● **Exercise set**
(a) In the text on the Mexican media feud, with which agency did Televisa file a formal complaint in January?
(b) Summarize the text on the Mexican media feud in two sentences.

● **Exercise text**
++++++++

But publicly, the fight is a bitter one.

Azcarraga’s Televisa in January filed a formal complaint with Mexico’s anti-monopoly regulatory agency, the Federal Competition Commission, asserting that Telmex is using a satellite television service, Dish Mexico, to get around the ban on broadcasting. Telmex said it does only billing and marketing for DishMexico.

A few weeks later, Slim pulled millions of dollars’ worth of advertising from Televisa, complaining that its ad rates were too high.

Salinas of TV Azteca then joined the fray. He said Slim’s companies could not advertise on his television network unless Telcel reduces its interconnection fees. Mexican regulators recently estimated those fees to be more than 40% higher than the average in countries with similar gross national product.

++++++++

Dataset entries:
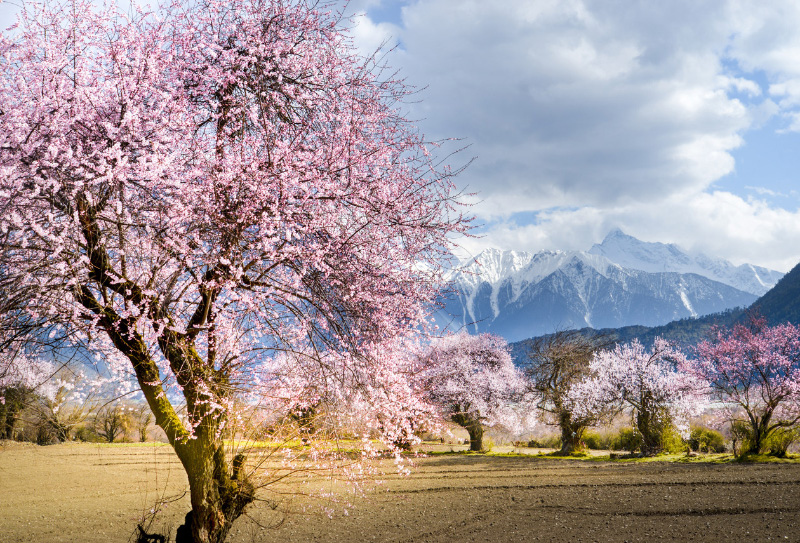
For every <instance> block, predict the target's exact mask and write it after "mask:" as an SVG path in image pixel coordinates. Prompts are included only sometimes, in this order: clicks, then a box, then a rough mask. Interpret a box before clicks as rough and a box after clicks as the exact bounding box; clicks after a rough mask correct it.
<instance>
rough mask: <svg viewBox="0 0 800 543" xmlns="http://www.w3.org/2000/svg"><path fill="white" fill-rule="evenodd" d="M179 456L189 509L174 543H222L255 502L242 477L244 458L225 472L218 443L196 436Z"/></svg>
mask: <svg viewBox="0 0 800 543" xmlns="http://www.w3.org/2000/svg"><path fill="white" fill-rule="evenodd" d="M193 441H194V442H193V443H187V444H185V445H182V447H187V449H189V450H188V451H186V450H184V451H181V452H180V453H179V457H180V458H181V461H182V462H183V465H184V468H185V469H186V473H187V475H188V477H189V490H190V496H191V501H192V510H191V511H190V512H189V513H187V514H186V518H185V521H184V524H183V525H182V526H180V527H179V528H178V532H177V533H176V535H175V543H222V542H223V541H225V538H226V537H227V535H228V532H229V531H230V529H231V526H232V525H233V522H234V521H235V520H236V519H237V518H238V517H239V516H240V515H241V514H242V512H243V511H244V508H245V507H246V506H247V505H248V504H249V503H251V502H252V501H253V500H254V499H255V489H254V487H253V485H252V483H250V481H249V480H248V479H247V477H246V476H245V474H244V462H245V457H244V455H237V456H236V458H234V460H233V470H232V472H231V471H229V470H228V463H227V460H226V458H225V450H224V446H223V444H222V442H221V441H219V440H209V439H208V436H198V437H197V439H195V440H193ZM184 458H186V460H184Z"/></svg>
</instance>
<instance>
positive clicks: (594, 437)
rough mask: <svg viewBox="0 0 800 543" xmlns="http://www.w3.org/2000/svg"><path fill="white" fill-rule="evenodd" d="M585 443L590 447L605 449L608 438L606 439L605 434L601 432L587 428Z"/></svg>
mask: <svg viewBox="0 0 800 543" xmlns="http://www.w3.org/2000/svg"><path fill="white" fill-rule="evenodd" d="M583 443H584V444H585V445H586V448H588V449H605V448H606V445H607V443H608V439H604V438H603V436H601V435H600V432H594V431H592V430H586V431H585V432H584V433H583Z"/></svg>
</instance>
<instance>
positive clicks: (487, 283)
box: [439, 250, 756, 341]
mask: <svg viewBox="0 0 800 543" xmlns="http://www.w3.org/2000/svg"><path fill="white" fill-rule="evenodd" d="M503 263H505V264H506V265H503ZM483 268H487V272H486V273H483ZM484 277H488V278H490V279H492V281H487V280H483V278H484ZM457 290H459V291H460V294H459V295H457V296H455V297H453V298H451V299H449V300H446V301H445V308H444V310H445V311H444V312H445V313H446V314H447V315H449V316H451V317H452V322H451V329H452V328H460V327H466V329H467V330H469V331H470V332H471V333H480V332H492V333H495V334H498V335H501V336H503V337H505V338H506V339H508V340H509V341H515V340H518V339H521V338H525V337H531V336H536V335H541V334H545V333H550V332H553V331H555V330H559V329H572V328H583V327H587V326H590V327H594V328H606V327H614V328H616V327H620V326H625V325H630V324H643V325H647V326H654V325H658V324H663V323H667V322H669V321H671V320H675V319H680V318H686V317H691V316H696V315H702V314H707V313H713V312H717V311H722V310H724V309H727V308H729V307H731V306H733V305H738V306H745V305H749V304H750V303H752V302H753V301H755V299H756V296H755V295H753V294H750V293H747V292H743V291H741V290H738V289H735V288H733V287H731V286H728V285H725V284H722V283H719V282H716V281H712V280H710V279H708V278H705V277H702V276H699V275H696V274H680V273H675V272H661V273H648V272H645V271H640V270H631V269H626V268H623V267H621V266H619V265H617V264H615V263H613V262H611V261H610V260H608V259H607V258H605V257H602V256H598V255H591V254H588V253H585V252H578V251H574V252H542V253H537V254H536V255H524V254H519V253H516V254H509V253H503V252H502V251H499V252H498V251H496V250H493V251H488V252H486V253H482V254H481V255H479V256H478V258H477V259H476V262H475V263H474V265H471V266H468V267H467V269H465V270H464V271H463V272H462V273H461V274H460V275H459V276H458V278H457ZM439 322H440V324H441V322H442V319H439Z"/></svg>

++++++++

● **Responses**
(a) Mexico's anti-monopoly regulatory agency, the Federal Competition Commission.

(b) Televisa complained to the Federal Competition Commission that Telmex was using Dish Mexico to get around the ban on broadcasting, while Telmex said it handles only billing and marketing for that service. Slim then pulled millions of dollars' worth of advertising from Televisa over high ad rates, and Salinas of TV Azteca said Slim's companies could not advertise on his network unless Telcel reduced its interconnection fees.